AIM:
In the items that follow, reproduce word for word the stretch that begins with the line containing "Trace the outline of every instance of the bus windshield." and ends with the line containing "[[[148,45],[145,17],[123,9],[91,6],[90,34],[95,42]]]", including both of those lines and nothing else.

▬▬▬▬▬▬

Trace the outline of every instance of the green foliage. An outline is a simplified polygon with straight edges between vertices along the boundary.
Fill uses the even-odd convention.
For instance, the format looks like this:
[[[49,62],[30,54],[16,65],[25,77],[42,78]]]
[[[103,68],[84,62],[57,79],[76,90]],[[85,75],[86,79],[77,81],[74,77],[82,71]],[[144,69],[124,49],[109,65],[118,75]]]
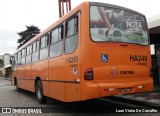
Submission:
[[[19,43],[17,49],[36,36],[38,33],[40,33],[40,29],[34,25],[26,26],[26,28],[27,29],[25,31],[17,33],[20,36],[20,39],[17,41],[17,43]]]

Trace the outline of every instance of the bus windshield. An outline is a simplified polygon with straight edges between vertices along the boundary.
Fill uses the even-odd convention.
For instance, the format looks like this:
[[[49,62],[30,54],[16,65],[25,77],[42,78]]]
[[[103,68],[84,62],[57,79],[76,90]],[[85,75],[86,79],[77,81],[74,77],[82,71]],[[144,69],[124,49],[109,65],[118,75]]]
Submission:
[[[148,45],[145,17],[123,9],[91,6],[90,34],[95,42]]]

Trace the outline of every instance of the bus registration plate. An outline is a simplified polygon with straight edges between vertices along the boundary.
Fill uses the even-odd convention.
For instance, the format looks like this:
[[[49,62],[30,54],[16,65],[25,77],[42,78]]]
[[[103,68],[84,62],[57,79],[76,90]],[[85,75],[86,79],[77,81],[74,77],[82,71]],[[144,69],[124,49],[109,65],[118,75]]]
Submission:
[[[123,88],[123,89],[121,89],[121,92],[130,92],[130,91],[131,91],[130,88]]]

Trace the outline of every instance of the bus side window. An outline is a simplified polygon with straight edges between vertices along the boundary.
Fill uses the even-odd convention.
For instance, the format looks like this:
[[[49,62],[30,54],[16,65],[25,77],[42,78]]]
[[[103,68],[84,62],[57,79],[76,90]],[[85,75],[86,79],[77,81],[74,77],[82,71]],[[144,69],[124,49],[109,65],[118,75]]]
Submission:
[[[51,32],[50,57],[63,54],[63,25]]]
[[[33,43],[32,62],[36,62],[39,59],[39,40]]]
[[[26,56],[26,49],[23,49],[23,50],[22,50],[22,60],[21,60],[21,64],[22,64],[22,65],[26,63],[26,58],[25,58],[25,56]]]
[[[22,56],[22,52],[18,52],[18,65],[21,65],[21,56]]]
[[[65,54],[73,53],[78,45],[78,16],[66,23]]]
[[[48,34],[43,36],[40,41],[40,60],[48,58]]]
[[[27,47],[26,63],[31,63],[32,45]]]

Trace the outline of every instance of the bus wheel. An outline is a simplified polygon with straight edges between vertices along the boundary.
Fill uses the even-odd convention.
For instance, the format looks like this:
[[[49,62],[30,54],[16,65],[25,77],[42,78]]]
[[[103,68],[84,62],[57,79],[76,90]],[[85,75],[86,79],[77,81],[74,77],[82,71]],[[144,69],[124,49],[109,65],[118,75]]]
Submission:
[[[36,83],[36,96],[40,104],[46,103],[46,97],[43,96],[43,87],[40,80],[38,80]]]

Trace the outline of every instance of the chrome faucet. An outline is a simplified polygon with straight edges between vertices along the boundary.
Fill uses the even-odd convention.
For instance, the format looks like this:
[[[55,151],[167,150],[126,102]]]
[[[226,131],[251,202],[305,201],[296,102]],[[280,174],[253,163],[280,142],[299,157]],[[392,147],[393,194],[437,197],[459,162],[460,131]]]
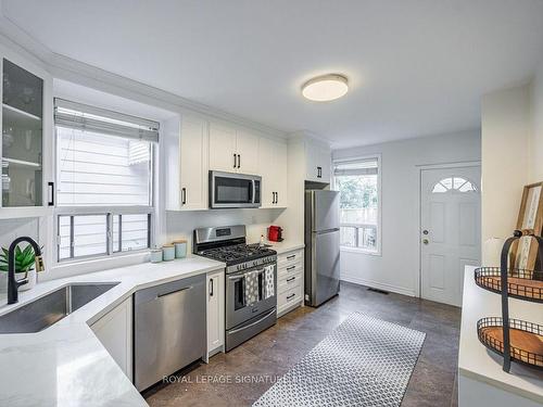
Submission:
[[[15,304],[18,301],[18,288],[28,283],[28,278],[15,280],[15,247],[21,242],[28,242],[33,246],[36,256],[36,272],[43,270],[43,259],[38,243],[26,236],[15,239],[8,251],[8,304]]]

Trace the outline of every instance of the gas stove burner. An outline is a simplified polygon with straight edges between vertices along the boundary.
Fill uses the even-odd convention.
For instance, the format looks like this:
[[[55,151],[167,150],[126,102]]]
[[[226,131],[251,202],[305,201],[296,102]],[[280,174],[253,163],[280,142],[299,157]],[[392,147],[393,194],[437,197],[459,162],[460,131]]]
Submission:
[[[255,243],[255,244],[232,244],[220,247],[213,247],[198,252],[198,254],[219,262],[224,262],[228,266],[231,266],[242,262],[249,262],[261,257],[273,256],[277,254],[277,252],[265,246],[261,247],[258,243]]]
[[[275,262],[277,252],[258,243],[247,244],[244,226],[194,230],[193,253],[226,263],[227,272]]]

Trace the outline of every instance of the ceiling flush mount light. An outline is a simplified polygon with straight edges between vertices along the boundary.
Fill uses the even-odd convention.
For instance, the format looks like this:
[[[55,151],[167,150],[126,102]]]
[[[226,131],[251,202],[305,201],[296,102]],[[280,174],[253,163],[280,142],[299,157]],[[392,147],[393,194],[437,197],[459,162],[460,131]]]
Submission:
[[[317,76],[302,86],[305,99],[315,102],[328,102],[344,96],[349,90],[346,77],[338,74]]]

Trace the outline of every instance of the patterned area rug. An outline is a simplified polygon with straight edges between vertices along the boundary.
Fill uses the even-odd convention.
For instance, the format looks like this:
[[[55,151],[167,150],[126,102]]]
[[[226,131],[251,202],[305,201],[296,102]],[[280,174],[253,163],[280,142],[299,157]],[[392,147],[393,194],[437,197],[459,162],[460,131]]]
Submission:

▬▬▬▬▬▬

CORRECT OUTPUT:
Trace the outline of every instance of the bus windshield. An outline is a simplified polygon with straight edges between vertices along the boundary.
Fill uses the even-odd convention.
For instance, the format looks like this:
[[[49,62],[30,54],[16,65],[25,77],[42,78]]]
[[[103,68],[84,62],[57,79],[76,90]],[[85,75],[86,79],[77,81],[74,77],[82,71]],[[144,69],[124,49],[109,65],[118,75]]]
Submission:
[[[148,45],[145,17],[123,9],[91,6],[90,34],[95,42]]]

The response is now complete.